• Задания
1: Определите, согласуются ли с текстом о женственности в культуре модерна следующие утверждения: (а) статья Гиппиус «Зверебог» датирована 1908 годом; (б) в Средневековье женщина воспринималась исключительно как сосуд греха; (в) по Гиппиус, женщина осмысляется через понятия, внутренние для неё самой. На каждое ответьте «да» или «нет», подкрепив ответ дословной цитатой из текста.
2: Выберите из записей все строки, в которых встречается строка «post», учитывая регистр букв.

• Текст для чтения
============

Потом к такому же перечислению моделей женственности обратится Гиппиус в стихотворении «Вечноженственное» («Сольвейг, Тереза, Мария / Невеста-мать-сестра») [Гиппиус 1999, 226]. Но у фемининного в культуре модерна была и темная сторона, связанная с телесностью, властью плоти. Истоки этих представлений уходят еще в Средневековье, когда женщина либо возносилась на недостижимый пьедестал (Богоматерь), либо клеймилась как сосуд греха и пособница Сатаны. Финал стихотворения Львовой демонстрирует эту раздвоенность, непреодоленную и в начале ХХ в. – «кумир необорный» или «блудница». Она констатирует наличие как двух противоречивых сторон любви (платоническая и чувственная, высокий идеал и темная страсть), так и двойственное отношение к самой женщине: или святая, или грешница.

Эту двойственность и объектность женщины эмоционально описала Зинаида Гиппиус в статье с говорящим названием «Зверебог» (1908), посвященной полемике с философским трудом О. Вейнингера «Пол и характер» (1902) [Гиппиус 1908, 20–24]. Суть возмущения Гиппиус сводится к тому, что женщина всегда предстает или как зверь (животное, природное начало) или как Бог (божественное начало). Но где же тогда сама женщина? Она осмысляется только через внешние по отношению к ней понятия. Статья Гиппиус как нельзя лучше демонстрирует тот факт, что категория фемининного в модерне внутренне полярна: женщина предстает либо прекрасной (бестелесной, пустой, формируемой), либо падшей (телесной, активной, сексуальной, угрожающей). Львова хорошо чувствует и передает ощущение этого противоречия, неоставляющего места для реальной, а не выдуманной женщины.

============

• Исходные данные
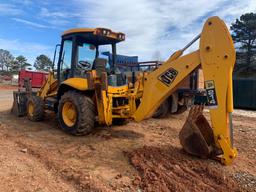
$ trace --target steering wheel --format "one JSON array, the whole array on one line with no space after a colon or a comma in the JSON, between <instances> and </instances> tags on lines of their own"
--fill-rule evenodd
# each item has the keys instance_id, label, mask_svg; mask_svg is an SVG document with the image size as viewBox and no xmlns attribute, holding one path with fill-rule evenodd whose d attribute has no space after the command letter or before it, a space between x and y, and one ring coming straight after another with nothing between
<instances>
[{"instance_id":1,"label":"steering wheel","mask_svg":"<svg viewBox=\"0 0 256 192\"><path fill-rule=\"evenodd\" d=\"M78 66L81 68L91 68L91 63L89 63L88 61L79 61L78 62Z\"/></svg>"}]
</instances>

============

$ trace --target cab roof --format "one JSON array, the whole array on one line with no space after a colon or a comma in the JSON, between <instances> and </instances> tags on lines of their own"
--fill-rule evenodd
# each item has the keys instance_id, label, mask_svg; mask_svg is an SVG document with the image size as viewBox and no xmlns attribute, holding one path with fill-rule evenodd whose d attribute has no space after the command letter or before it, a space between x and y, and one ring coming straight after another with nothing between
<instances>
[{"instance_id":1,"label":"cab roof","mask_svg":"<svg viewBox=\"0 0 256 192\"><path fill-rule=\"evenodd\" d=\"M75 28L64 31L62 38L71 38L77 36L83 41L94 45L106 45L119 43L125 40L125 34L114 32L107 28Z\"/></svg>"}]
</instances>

============

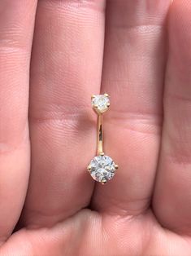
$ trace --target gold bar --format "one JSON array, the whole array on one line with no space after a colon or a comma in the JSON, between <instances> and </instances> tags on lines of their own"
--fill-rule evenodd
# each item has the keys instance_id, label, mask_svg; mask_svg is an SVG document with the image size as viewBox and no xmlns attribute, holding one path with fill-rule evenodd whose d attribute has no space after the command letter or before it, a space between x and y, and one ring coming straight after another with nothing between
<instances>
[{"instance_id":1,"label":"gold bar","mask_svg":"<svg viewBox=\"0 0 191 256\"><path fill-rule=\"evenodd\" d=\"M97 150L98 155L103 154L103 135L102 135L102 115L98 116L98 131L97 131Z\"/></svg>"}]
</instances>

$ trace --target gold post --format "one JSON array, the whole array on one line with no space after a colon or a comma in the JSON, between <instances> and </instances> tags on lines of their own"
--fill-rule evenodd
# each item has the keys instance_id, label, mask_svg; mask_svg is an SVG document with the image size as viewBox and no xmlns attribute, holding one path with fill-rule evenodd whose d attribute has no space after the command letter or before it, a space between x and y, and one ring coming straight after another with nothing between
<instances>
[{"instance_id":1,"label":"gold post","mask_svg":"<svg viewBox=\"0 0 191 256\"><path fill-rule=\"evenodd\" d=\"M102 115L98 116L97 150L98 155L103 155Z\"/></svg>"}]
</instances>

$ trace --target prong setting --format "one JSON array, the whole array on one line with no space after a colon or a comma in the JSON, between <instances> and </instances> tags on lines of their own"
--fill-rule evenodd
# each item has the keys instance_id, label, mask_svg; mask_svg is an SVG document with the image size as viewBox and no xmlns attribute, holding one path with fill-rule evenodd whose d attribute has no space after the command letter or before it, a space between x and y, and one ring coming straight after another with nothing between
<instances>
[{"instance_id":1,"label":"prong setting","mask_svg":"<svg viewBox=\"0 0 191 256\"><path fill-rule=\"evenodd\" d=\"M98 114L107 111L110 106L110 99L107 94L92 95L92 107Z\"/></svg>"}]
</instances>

============

• Решения
1:
(а) Да: «в статье с говорящим названием «Зверебог» (1908)».
(б) Нет: «женщина либо возносилась на недостижимый пьедестал (Богоматерь), либо клеймилась как сосуд греха и пособница Сатаны».
(в) Нет: «Она осмысляется только через внешние по отношению к ней понятия».

2:
$ trace --target gold post --format "one JSON array, the whole array on one line with no space after a colon or a comma in the JSON, between <instances> and </instances> tags on lines of their own"
[{"instance_id":1,"label":"gold post","mask_svg":"<svg viewBox=\"0 0 191 256\"><path fill-rule=\"evenodd\" d=\"M102 115L98 116L97 150L98 155L103 155Z\"/></svg>"}]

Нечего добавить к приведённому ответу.